* Assigned task *
In the records below, locate the line containing "The client would like the wooden floor", then output that line and all later lines exactly, through the last one.

(Text-to-region grounding data)
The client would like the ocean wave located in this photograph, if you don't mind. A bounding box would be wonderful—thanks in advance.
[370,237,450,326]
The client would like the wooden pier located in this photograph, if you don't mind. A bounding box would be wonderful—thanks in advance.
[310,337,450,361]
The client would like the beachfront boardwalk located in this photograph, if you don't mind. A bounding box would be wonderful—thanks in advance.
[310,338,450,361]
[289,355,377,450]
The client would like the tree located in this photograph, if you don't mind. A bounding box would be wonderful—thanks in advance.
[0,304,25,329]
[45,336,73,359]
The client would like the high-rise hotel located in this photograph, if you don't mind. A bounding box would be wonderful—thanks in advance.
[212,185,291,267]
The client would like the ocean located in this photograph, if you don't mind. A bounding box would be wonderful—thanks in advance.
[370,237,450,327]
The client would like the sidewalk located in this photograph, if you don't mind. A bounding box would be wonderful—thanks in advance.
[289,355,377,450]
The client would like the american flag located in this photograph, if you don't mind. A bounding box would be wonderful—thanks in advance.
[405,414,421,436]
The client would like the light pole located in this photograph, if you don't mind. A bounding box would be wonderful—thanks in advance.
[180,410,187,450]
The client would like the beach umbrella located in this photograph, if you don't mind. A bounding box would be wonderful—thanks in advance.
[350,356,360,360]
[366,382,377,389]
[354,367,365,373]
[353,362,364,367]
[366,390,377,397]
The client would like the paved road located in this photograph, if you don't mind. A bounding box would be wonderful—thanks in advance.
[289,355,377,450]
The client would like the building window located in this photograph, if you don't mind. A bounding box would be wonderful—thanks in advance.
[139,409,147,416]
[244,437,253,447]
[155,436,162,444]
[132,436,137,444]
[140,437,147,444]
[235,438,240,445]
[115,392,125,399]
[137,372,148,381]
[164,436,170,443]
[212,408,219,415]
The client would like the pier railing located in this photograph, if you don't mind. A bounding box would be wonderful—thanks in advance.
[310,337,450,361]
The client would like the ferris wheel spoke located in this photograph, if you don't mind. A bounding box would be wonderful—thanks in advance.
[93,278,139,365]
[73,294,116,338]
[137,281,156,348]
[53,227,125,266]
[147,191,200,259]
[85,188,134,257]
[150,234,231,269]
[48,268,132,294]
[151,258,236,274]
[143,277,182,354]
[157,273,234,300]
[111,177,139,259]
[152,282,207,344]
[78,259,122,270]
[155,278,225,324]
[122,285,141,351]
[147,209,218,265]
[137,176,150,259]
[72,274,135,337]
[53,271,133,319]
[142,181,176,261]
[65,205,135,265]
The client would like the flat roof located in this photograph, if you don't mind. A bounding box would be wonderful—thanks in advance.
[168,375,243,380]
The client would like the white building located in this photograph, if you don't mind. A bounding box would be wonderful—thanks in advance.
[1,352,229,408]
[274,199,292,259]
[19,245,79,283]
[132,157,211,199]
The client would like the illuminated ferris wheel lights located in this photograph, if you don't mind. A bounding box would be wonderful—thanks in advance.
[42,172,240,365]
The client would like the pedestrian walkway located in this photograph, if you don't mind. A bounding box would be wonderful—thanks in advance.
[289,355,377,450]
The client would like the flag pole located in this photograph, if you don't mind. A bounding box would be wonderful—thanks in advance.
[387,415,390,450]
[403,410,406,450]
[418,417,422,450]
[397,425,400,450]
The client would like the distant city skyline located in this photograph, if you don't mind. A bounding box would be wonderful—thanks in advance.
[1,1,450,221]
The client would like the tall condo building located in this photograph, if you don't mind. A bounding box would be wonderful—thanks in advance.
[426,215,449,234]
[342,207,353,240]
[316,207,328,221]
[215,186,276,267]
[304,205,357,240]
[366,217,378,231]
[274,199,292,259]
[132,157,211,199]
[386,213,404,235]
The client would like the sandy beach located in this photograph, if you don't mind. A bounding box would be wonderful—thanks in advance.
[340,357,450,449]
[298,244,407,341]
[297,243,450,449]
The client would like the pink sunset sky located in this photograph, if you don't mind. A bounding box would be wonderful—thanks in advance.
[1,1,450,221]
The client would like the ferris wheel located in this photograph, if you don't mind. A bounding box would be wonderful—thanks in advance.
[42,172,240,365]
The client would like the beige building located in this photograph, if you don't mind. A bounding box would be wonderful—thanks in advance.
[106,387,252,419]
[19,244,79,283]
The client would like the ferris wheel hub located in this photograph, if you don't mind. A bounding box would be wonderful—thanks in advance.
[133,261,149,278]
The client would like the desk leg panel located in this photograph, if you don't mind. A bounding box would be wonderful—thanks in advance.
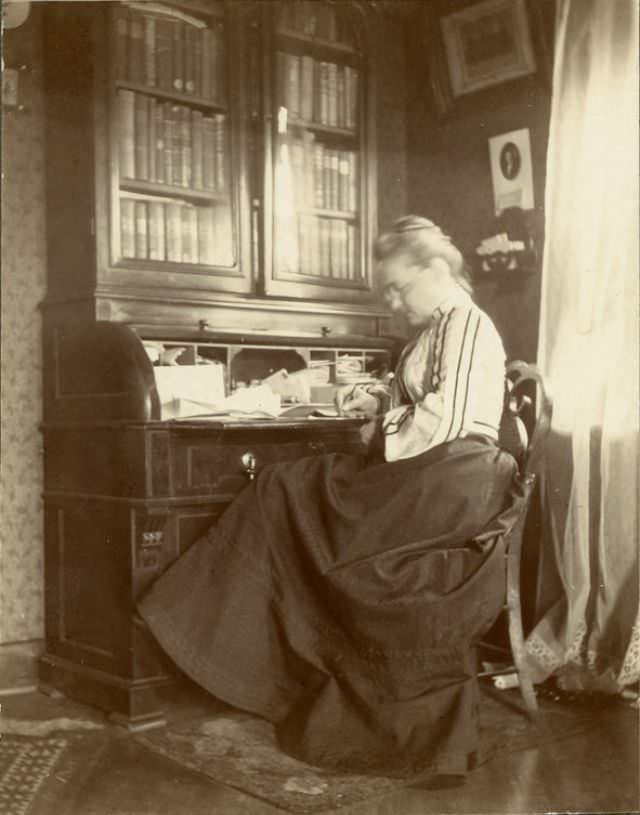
[41,494,224,726]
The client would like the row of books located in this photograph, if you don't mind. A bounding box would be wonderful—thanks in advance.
[277,52,358,130]
[278,1,355,47]
[120,197,233,266]
[283,134,358,213]
[279,215,361,281]
[113,3,226,101]
[118,90,227,190]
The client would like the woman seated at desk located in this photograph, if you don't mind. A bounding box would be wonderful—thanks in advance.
[138,215,517,778]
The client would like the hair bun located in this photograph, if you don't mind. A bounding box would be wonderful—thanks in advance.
[392,215,437,233]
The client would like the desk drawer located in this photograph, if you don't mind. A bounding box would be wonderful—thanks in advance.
[170,427,364,498]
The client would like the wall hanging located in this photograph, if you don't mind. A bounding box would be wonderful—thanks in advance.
[488,127,534,215]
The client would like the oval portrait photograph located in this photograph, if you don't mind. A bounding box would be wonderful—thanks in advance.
[500,141,521,179]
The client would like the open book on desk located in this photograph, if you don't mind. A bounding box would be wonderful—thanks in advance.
[172,402,340,421]
[153,366,342,421]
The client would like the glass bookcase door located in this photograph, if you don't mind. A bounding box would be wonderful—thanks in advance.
[265,0,375,303]
[109,1,250,292]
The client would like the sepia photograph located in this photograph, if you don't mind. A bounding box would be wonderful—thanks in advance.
[1,1,638,814]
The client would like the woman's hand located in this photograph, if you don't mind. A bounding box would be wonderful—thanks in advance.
[335,385,379,417]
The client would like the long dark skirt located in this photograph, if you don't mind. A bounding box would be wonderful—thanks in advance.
[138,437,518,775]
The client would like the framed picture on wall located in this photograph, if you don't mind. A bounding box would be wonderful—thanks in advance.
[488,128,534,214]
[440,0,537,97]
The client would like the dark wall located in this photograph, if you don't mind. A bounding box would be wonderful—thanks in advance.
[375,13,409,233]
[402,4,554,362]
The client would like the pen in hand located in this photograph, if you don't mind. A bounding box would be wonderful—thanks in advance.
[335,385,378,417]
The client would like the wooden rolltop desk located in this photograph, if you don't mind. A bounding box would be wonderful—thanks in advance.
[41,322,392,729]
[39,0,396,728]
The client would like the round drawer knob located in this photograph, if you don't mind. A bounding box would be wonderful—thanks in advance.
[241,451,258,480]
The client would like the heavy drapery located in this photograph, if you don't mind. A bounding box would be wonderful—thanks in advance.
[524,0,639,691]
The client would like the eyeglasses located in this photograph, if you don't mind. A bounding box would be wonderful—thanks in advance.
[382,270,422,305]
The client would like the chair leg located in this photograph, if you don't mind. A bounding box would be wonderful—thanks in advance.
[506,545,538,720]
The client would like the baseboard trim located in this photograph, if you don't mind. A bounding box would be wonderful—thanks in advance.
[0,639,44,694]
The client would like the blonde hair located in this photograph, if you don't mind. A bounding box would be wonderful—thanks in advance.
[373,215,472,293]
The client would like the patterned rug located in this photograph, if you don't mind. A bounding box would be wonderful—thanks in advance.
[0,714,106,815]
[0,736,68,815]
[136,691,599,814]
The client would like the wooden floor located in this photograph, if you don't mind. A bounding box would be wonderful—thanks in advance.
[1,645,638,815]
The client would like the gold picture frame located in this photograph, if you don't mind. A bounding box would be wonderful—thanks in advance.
[440,0,537,98]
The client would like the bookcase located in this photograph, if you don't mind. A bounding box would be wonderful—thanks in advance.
[42,0,383,338]
[113,2,237,271]
[265,0,376,302]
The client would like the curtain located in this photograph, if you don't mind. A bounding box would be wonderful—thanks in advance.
[524,0,639,692]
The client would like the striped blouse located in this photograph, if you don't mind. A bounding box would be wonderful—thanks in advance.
[368,288,506,462]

* Your solution *
The client would like the wooden floor located in this photograph, if you don't mind. A bounding box would be wonderful—thanks in advance.
[1,645,638,815]
The client would like the gold picture frame located in this photograph, if you don't mind. A bounding box would be wonderful—thanks in advance.
[440,0,537,98]
The client would like the bookcase located in this photograph, if you don't mind. A bounding box would be wonderful—thanks in advance.
[42,0,383,338]
[113,2,237,271]
[265,0,376,302]
The client would like the curtain located in this photograph, if you don't mind. A bounding box would be wonderful—thanks in advance.
[524,0,639,692]
The client would like the striped blouse located in this photograph, if you don't mind. A bounding box would be wonderful—thanks in advance.
[368,288,506,462]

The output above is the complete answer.